Supplied passage >>
-- Opening Marker --
15

I would like to match a string within parentheses like:

(i, j, k(1))
^^^^^^^^^^^^

The string can contain closed parentheses too. How to match it with regular expression in Java without writing a parser, since this is a small part of my project. Thanks!

Edit:

I want to search out a string block and find something like u(i, j, k), u(i, j, k(1)) or just u(<anything within this paired parens>), and replace them to __u%array(i, j, k) and __u%array(i, j, k(1)) for my Fortran translating application.

Li Dong
  • 1,028
  • 2
  • 16
  • 27
  • is there a maximum "depth" of paranthesis, or can you have any depth? – radai Jul 20 '13 at 05:26
  • 1
    It doesn't sound like you need a very sophisticated parser... – Carl Norum Jul 20 '13 at 05:27
  • You can't do this with regexes, at least not with Java, since regexes are not recursive. PCRE can do this, though. But you should use/write a parser. For instance, you can try [parboiled](https://github.com/sirthias/parboiled). – fge Jul 20 '13 at 05:31
  • @radai I do not have a depth limit, but if that is needed, I can accept it. – Li Dong Jul 20 '13 at 05:31
  • I'm not saying you should, but you *can* do it. The caveat is that for every added nesting depth level you want to support, the regex gets more and more complicated. – acdcjunior Jul 20 '13 at 05:33
  • 2
    @LiDong This could be a [XY problem](http://meta.stackexchange.com/q/66377/219205). What do you want, exactly? Tell if the string is well-formed? The data in it? What? – acdcjunior Jul 20 '13 at 05:34
  • @acdcjunior I have added my full target. – Li Dong Jul 20 '13 at 05:41

3 Answers3

26

As I said, contrary to popular belief (don't believe everything people say) matching nested brackets is possible with regex.

The downside of using it is that you can only up to a fixed level of nesting. And for every additional level you wish to support, your regex will be bigger and bigger.

But don't take my word for it. Let me show you. The regex:

\([^()]*\)

Matches one level. For up to two levels, you'd need:

\(([^()]*|\([^()]*\))*\)

And so on. To keep adding levels, all you have to do is change the middle (second) [^()]* part to ([^()]*|\([^()]*\))* (check three levels here). As I said, it will get bigger and bigger.

Your problem:

For your case, two levels may be enough. So the Java code for it would be:

String fortranCode = "code code u(i, j, k) code code code code u(i, j, k(1)) code code code u(i, j, k(m(2))) should match this last 'u', but it doesnt.";
String regex = "(\\w+)(\\(([^()]*|\\([^()]*\\))*\\))"; // (\w+)(\(([^()]*|\([^()]*\))*\))
-- Closing Marker --
Brief 1 >> According to the top answer in the nested-parentheses thread, what is the downside of matching nested brackets with a regex?
Brief 2 >> Please write the next part of the nested-parentheses thread, picking up right after its final line.

Data excerpts:
-- Opening Marker --
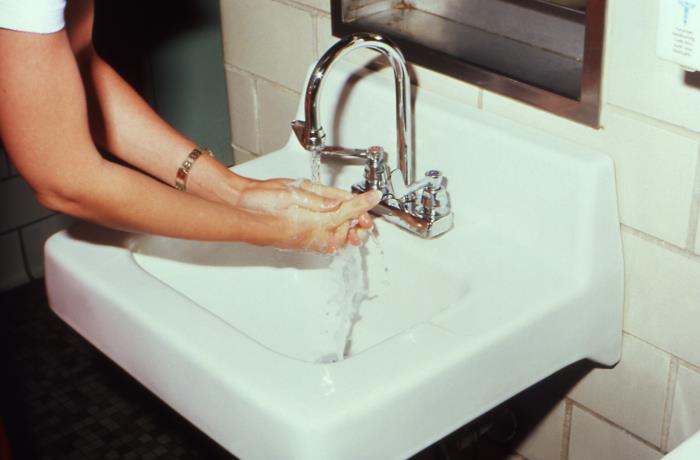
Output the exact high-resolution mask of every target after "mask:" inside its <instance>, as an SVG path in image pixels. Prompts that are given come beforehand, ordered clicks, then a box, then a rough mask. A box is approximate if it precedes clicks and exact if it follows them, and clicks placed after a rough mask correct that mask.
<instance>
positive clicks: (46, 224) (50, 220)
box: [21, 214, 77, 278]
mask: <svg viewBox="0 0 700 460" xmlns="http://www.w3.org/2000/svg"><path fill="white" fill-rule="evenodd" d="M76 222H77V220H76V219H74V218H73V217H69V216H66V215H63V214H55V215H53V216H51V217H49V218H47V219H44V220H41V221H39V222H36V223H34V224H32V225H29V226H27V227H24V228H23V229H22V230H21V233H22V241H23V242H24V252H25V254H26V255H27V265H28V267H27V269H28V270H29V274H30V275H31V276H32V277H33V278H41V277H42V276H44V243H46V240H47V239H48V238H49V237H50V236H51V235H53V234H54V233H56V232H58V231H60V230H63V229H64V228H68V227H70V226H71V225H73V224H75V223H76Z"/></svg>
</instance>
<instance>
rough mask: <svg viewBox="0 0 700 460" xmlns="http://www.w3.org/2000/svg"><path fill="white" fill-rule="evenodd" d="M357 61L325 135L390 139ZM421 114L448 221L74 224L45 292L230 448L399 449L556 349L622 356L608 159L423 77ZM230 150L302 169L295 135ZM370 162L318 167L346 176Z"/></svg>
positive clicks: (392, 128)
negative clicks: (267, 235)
-- Closing Marker --
Written reply 1 >> It works only up to a fixed level of nesting, and the regex gets bigger with each additional level you want to support.

Written reply 2 >>
System.out.println(fortranCode.replaceAll(regex, "__$1%array$2"));

Input:

code code u(i, j, k) code code code code u(i, j, k(1)) code code code u(i, j, k(m(2))) should match this last 'u', but it doesnt.

Output:

code code __u%array(i, j, k) code code code code __u%array(i, j, k(1)) code code code u(i, j, __k%array(m(2))) should match this last 'u', but it doesnt.

Bottom line:

In the general case, parsers will do a better job - that's why people get so pissy about it. But for simple applications, regexes can pretty much be enough.

Note: Some flavors of regex support the nesting operator R (Java doesn't, PCRE engines like PHP and Perl do), which allows you to nest arbitrary number of levels. With them, you could do: \(([^()]|(?R))*\).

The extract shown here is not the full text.